[1/2] drm/i915/guc: Fill preempt context once at init time

Message ID	20180226140000.13320-1-michal.winiarski@intel.com (mailing list archive)
State	New, archived
Headers	show Return-Path: <intel-gfx-bounces@lists.freedesktop.org> From: =?UTF-8?q?Micha=C5=82=20Winiarski?= <michal.winiarski@intel.com> To: <intel-gfx@lists.freedesktop.org> Date: Mon, 26 Feb 2018 14:59:59 +0100 Message-ID: <20180226140000.13320-1-michal.winiarski@intel.com> MIME-Version: 1.0 Subject: [Intel-gfx] [PATCH 1/2] drm/i915/guc: Fill preempt context once at init time Precedence: list Cc: Mika Kuoppala <mika.kuoppala@intel.com> Content-Type: text/plain; charset="utf-8" Content-Transfer-Encoding: base64 Errors-To: intel-gfx-bounces@lists.freedesktop.org Sender: "Intel-gfx" <intel-gfx-bounces@lists.freedesktop.org>

Michał Winiarski Feb. 26, 2018, 1:59 p.m. UTC

Since we're inhibiting context save of preempt context, we're no longer
tracking the position of HEAD/TAIL. With GuC, we're adding a new
breadcrumb for each preemption, which means that the HW will do more and
more breadcrumb writes. Eventually the ring is filled, and we're
submitting the preemption context with HEAD==TAIL==0, which won't result
in breadcrumb write, but will trigger hangcheck instead.
Instead of writing a new preempt breadcrumb for each preemption, let's
just fill the ring once at init time (which also saves a couple of
instructions in the tasklet).

Fixes: 517aaffe0c1b ("drm/i915/execlists: Inhibit context save/restore for the fake preempt context")

DATA SEGMENT:
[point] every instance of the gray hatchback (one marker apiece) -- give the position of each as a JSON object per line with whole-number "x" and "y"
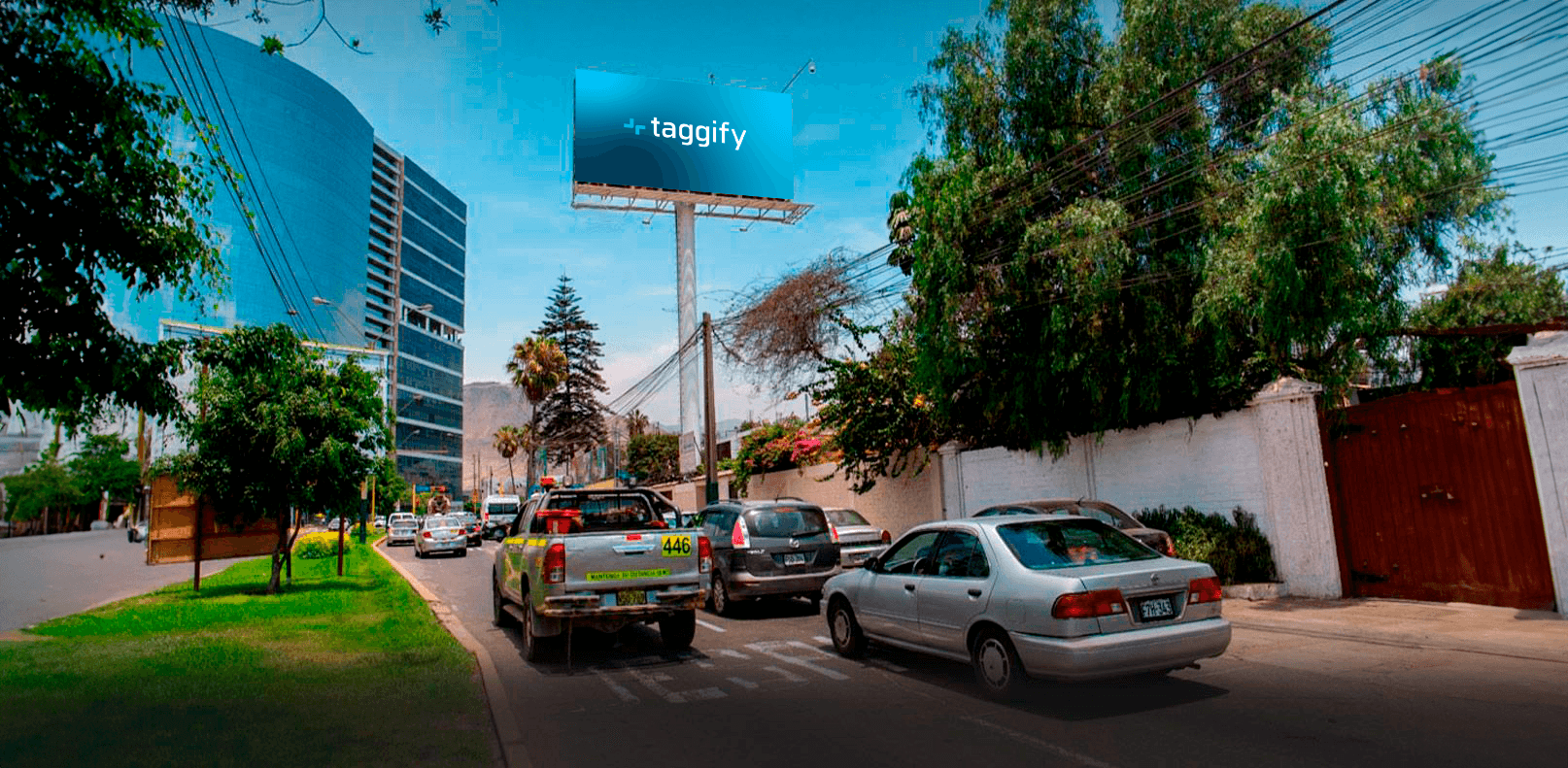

WORK TO COMPLETE:
A – In the patch page on filling the i915 preempt context once at init time, list every distinct email address shown inside angle brackets on the line that begins with "Headers", leaving out the Message-ID value.
B – Reproduce word for word the part of the patch page on the i915 preempt context that opens with the words containing "Since we're inhibiting" and closes with "in the tasklet).".
C – Resume the patch page on filling the i915 preempt context once at init time, starting right after its last line, not the material.

ANSWERS BELOW:
A –
intel-gfx-bounces@lists.freedesktop.org
michal.winiarski@intel.com
intel-gfx@lists.freedesktop.org
mika.kuoppala@intel.com

B –
Since we're inhibiting context save of preempt context, we're no longer
tracking the position of HEAD/TAIL. With GuC, we're adding a new
breadcrumb for each preemption, which means that the HW will do more and
more breadcrumb writes. Eventually the ring is filled, and we're
submitting the preemption context with HEAD==TAIL==0, which won't result
in breadcrumb write, but will trigger hangcheck instead.
Instead of writing a new preempt breadcrumb for each preemption, let's
just fill the ring once at init time (which also saves a couple of
instructions in the tasklet).

C –
Signed-off-by: Michał Winiarski <michal.winiarski@intel.com>
Cc: Chris Wilson <chris@chris-wilson.co.uk>
Cc: Daniele Ceraolo Spurio <daniele.ceraolospurio@intel.com>
Cc: Michel Thierry <michel.thierry@intel.com>
Cc: Mika Kuoppala <mika.kuoppala@intel.com>
Cc: Tvrtko Ursulin <tvrtko.ursulin@intel.com>
---
 drivers/gpu/drm/i915/intel_guc_submission.c | 68 +++++++++++++++++------------
 1 file changed, 41 insertions(+), 27 deletions(-)

Chris Wilson Feb. 26, 2018, 2:28 p.m. UTC | #1

Quoting Michał Winiarski (2018-02-26 13:59:59)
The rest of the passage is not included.